┏━━

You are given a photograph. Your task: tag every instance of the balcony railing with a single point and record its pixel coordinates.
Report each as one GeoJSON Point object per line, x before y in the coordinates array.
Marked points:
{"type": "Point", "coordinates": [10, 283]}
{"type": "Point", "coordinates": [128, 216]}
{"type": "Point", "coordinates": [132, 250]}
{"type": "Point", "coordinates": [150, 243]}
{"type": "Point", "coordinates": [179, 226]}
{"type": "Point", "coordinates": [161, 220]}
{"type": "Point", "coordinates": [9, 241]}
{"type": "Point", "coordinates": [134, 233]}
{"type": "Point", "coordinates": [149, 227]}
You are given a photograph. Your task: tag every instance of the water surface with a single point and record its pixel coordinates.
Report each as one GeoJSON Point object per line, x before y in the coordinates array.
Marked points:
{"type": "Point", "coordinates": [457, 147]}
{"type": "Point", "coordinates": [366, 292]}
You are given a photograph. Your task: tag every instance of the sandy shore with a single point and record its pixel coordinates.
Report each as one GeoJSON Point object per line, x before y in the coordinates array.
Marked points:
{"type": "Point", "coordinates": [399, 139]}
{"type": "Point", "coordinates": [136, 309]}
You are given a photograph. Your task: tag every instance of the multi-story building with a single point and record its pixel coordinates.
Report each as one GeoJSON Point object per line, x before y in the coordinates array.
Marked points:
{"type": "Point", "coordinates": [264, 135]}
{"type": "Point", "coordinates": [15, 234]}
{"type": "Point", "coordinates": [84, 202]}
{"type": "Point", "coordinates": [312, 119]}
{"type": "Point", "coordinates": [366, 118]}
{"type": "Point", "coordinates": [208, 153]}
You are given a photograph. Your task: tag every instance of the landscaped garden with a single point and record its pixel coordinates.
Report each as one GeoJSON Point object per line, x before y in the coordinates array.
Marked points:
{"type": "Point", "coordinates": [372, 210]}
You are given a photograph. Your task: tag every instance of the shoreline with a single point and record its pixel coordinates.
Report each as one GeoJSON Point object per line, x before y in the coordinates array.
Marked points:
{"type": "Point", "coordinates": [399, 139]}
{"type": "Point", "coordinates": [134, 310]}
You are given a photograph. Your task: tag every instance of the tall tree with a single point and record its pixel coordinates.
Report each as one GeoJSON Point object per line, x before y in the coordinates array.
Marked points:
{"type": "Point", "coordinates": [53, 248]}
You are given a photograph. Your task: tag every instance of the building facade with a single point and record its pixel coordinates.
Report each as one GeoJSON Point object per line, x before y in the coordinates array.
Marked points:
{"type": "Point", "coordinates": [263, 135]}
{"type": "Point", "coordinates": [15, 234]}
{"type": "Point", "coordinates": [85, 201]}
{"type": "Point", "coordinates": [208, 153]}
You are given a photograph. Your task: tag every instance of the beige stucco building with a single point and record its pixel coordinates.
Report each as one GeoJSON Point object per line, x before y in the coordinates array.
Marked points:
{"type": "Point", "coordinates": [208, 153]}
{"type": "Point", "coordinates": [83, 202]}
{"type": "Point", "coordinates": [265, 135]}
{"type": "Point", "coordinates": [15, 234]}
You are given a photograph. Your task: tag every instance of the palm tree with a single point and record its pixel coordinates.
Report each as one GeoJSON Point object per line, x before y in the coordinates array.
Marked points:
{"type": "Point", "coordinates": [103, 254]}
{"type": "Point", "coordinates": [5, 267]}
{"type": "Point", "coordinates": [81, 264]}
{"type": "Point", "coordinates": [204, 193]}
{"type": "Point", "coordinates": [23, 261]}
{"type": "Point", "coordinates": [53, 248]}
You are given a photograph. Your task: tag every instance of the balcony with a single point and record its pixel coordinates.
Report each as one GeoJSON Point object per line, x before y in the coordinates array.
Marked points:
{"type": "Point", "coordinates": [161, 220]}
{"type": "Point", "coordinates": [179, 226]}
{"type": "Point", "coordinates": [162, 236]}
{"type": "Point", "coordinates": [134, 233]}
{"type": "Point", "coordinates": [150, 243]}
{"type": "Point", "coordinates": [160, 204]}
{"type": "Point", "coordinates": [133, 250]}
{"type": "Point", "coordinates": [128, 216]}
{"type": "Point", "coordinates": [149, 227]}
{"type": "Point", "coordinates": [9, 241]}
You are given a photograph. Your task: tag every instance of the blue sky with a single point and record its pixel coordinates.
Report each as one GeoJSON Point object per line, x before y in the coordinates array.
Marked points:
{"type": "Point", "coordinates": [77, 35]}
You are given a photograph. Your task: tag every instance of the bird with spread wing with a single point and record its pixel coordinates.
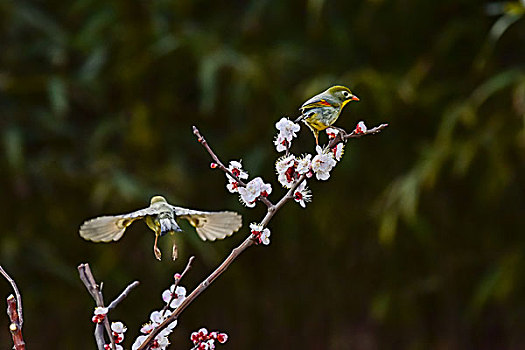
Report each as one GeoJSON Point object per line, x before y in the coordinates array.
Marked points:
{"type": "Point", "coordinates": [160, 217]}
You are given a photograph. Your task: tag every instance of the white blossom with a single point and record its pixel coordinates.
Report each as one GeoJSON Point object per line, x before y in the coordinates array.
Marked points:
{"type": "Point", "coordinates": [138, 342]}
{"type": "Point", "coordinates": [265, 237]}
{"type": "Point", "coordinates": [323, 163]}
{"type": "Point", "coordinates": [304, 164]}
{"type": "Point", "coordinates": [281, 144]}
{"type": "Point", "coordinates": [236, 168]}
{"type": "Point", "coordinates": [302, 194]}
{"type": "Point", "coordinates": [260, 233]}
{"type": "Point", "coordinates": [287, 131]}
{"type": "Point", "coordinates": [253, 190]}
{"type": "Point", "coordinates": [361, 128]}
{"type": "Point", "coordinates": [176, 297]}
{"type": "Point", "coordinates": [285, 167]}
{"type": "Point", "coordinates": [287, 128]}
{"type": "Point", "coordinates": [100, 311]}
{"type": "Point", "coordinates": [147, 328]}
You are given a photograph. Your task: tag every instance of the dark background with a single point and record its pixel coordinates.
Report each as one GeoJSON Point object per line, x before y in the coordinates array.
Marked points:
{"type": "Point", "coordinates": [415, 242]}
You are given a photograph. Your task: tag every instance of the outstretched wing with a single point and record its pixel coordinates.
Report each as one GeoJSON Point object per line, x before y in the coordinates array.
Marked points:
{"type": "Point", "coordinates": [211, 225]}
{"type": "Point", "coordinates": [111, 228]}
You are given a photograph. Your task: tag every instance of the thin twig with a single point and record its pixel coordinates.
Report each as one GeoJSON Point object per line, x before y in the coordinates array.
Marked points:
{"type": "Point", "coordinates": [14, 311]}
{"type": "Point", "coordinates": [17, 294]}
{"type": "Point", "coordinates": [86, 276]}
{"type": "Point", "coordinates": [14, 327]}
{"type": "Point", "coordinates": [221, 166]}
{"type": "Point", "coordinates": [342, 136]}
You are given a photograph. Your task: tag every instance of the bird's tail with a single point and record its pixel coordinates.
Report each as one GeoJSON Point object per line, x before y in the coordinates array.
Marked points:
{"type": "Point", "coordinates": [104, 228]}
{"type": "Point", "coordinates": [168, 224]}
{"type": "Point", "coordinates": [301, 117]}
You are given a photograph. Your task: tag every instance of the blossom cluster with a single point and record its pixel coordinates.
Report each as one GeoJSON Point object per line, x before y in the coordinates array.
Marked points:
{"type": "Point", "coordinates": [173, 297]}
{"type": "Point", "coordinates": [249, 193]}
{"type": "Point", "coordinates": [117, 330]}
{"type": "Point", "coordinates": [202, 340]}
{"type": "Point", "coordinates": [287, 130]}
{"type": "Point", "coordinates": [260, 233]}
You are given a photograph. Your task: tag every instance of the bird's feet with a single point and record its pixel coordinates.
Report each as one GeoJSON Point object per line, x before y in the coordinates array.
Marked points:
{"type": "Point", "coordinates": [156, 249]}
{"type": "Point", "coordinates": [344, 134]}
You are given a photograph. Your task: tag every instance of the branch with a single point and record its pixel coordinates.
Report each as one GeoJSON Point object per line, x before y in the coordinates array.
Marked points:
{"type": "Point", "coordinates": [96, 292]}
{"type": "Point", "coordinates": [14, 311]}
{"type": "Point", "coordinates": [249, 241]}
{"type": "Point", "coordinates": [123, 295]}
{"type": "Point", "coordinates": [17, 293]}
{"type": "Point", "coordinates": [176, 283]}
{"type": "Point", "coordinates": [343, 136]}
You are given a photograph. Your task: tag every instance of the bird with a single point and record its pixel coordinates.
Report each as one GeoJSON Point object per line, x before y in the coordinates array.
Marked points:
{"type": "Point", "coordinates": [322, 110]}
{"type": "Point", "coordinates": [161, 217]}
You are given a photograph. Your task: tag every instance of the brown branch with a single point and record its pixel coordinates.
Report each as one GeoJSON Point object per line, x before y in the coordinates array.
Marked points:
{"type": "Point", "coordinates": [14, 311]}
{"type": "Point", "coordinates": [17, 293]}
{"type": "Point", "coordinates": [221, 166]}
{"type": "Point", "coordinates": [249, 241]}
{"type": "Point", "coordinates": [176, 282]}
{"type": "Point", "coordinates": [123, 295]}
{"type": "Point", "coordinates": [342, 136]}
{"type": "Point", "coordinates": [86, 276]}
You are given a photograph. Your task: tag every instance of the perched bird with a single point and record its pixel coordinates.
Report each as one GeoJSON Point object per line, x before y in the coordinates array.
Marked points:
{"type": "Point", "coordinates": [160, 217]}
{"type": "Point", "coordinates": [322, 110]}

┗━━

EXERCISE BRIEF — Write out once more the lines above beginning at the line with "of the perched"; continue through the final line and stop there.

WORKED ANSWER —
You are given a photograph. Your task: tag every instance of the perched bird with a single point and record its pixel coordinates.
Report each as one GeoJSON Point object per line, x before y in the coordinates array.
Marked points:
{"type": "Point", "coordinates": [160, 217]}
{"type": "Point", "coordinates": [322, 110]}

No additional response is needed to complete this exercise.